§ **What is asked**
Reproduce the entries below from the line containing "the black shorts" through the end, swapping "exercise" for "activity" and changing nothing else.
-=-=-
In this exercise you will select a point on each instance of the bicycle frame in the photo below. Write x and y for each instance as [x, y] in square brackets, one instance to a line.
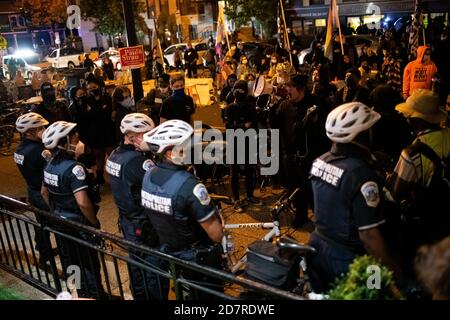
[274, 232]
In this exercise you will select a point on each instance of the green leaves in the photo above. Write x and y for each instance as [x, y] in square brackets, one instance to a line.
[242, 12]
[108, 15]
[364, 272]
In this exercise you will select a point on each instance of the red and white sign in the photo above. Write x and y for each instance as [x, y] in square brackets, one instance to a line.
[132, 57]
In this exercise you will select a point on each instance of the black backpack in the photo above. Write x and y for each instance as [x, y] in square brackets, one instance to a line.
[430, 206]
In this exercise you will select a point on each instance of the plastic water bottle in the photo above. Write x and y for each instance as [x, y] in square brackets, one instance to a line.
[230, 244]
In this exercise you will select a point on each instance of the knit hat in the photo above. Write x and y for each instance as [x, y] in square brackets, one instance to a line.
[423, 104]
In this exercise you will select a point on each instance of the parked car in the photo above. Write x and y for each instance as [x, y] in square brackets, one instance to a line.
[113, 56]
[251, 49]
[28, 63]
[169, 52]
[358, 41]
[65, 58]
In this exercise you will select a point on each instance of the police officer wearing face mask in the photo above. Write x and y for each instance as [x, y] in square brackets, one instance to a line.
[179, 207]
[126, 166]
[65, 189]
[154, 99]
[51, 109]
[347, 201]
[29, 161]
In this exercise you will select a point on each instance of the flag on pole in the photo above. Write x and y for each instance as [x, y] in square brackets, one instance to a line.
[333, 22]
[282, 35]
[414, 33]
[156, 45]
[221, 32]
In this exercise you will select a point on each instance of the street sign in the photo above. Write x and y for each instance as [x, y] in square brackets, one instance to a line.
[132, 57]
[3, 43]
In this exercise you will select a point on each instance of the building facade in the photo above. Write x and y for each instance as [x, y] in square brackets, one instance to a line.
[308, 17]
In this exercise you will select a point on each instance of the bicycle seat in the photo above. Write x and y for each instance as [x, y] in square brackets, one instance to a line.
[293, 245]
[217, 197]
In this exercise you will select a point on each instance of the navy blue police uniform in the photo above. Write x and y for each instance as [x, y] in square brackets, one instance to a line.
[30, 162]
[346, 201]
[64, 177]
[126, 167]
[176, 204]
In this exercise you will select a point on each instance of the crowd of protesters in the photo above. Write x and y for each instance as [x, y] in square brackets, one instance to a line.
[357, 117]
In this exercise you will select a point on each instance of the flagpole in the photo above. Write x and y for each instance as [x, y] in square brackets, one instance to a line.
[221, 18]
[285, 31]
[157, 40]
[339, 28]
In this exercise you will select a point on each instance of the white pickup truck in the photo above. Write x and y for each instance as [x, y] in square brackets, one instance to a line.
[65, 58]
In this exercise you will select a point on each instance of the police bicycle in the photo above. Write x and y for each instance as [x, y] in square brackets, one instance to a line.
[284, 255]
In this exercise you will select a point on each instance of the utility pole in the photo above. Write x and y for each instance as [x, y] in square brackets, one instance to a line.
[138, 92]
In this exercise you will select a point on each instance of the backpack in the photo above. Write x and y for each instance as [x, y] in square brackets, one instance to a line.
[430, 206]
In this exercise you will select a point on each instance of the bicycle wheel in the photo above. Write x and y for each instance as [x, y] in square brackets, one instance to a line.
[7, 145]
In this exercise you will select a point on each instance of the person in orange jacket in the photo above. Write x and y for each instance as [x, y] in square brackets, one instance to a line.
[418, 74]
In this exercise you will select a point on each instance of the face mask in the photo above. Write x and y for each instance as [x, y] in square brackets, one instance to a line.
[77, 149]
[128, 102]
[80, 98]
[164, 90]
[40, 133]
[350, 82]
[178, 92]
[96, 92]
[49, 99]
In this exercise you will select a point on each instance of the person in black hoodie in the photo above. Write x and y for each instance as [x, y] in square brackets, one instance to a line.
[352, 91]
[51, 109]
[241, 115]
[301, 121]
[392, 133]
[100, 131]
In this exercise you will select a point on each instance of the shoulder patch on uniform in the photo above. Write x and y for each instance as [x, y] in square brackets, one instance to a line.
[202, 194]
[371, 194]
[47, 155]
[79, 172]
[147, 164]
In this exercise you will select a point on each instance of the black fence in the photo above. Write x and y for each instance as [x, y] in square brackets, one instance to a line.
[104, 261]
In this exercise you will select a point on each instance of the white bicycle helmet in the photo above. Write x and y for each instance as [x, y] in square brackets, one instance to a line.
[168, 134]
[346, 121]
[136, 122]
[56, 132]
[29, 121]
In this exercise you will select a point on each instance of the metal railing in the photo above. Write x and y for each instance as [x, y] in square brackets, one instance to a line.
[111, 255]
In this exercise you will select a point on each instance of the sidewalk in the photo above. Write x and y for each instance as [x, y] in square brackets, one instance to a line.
[19, 288]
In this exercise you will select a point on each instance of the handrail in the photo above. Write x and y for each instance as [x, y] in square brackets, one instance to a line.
[8, 205]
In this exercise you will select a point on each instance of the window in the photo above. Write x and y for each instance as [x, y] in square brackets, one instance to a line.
[193, 32]
[321, 22]
[171, 50]
[64, 52]
[201, 47]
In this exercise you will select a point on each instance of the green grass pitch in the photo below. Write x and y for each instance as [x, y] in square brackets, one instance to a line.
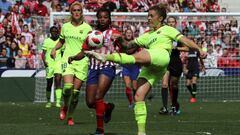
[202, 118]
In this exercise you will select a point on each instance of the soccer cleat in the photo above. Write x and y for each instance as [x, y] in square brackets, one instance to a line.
[58, 105]
[48, 105]
[63, 111]
[193, 100]
[163, 111]
[108, 114]
[141, 133]
[70, 122]
[98, 56]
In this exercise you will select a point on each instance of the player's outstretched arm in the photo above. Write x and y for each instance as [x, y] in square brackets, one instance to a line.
[191, 44]
[79, 56]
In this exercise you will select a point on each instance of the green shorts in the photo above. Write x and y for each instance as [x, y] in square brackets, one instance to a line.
[159, 62]
[54, 68]
[78, 69]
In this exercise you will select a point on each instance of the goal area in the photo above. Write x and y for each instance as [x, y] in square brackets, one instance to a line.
[219, 83]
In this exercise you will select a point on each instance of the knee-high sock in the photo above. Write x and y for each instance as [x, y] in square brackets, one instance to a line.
[165, 97]
[67, 92]
[58, 93]
[128, 92]
[174, 96]
[48, 94]
[74, 102]
[100, 109]
[194, 90]
[189, 87]
[140, 115]
[121, 58]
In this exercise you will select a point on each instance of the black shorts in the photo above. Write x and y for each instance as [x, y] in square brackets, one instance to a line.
[175, 67]
[193, 73]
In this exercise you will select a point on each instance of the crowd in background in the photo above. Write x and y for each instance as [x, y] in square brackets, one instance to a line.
[21, 34]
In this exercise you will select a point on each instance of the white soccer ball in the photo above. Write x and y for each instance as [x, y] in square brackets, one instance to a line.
[95, 39]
-=-=-
§ **Worked solution**
In this activity you will select a point on each instance of the black shorts in the photo above. Write x and y for each instance as [x, y] in square brackets, one instance to a line.
[175, 67]
[193, 73]
In this activity you will select a point on each instance of the crowd in background in the photo above. Write x and y for each instance as [x, y] in square brackets, one instance to a line.
[21, 34]
In this activity you will select a point on each instance of the white soccer ball in the photo above. Write x and y for each instance as [x, y] in square brackets, one instance to a line.
[95, 39]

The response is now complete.